## [TASK BRIEF]
Can you copy out every line of the listing below word for word?

Items listed in a dataset
◇ ◇ ◇ ◇ ◇ ◇ ◇

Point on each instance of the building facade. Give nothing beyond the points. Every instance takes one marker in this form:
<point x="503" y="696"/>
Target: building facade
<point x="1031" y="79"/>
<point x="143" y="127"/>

◇ ◇ ◇ ◇ ◇ ◇ ◇

## [RESPONSE TO THE TASK]
Point on each instance of the building facade. Give nothing beyond the points. Every instance takes one marker in this form:
<point x="503" y="696"/>
Target: building facade
<point x="1031" y="79"/>
<point x="143" y="127"/>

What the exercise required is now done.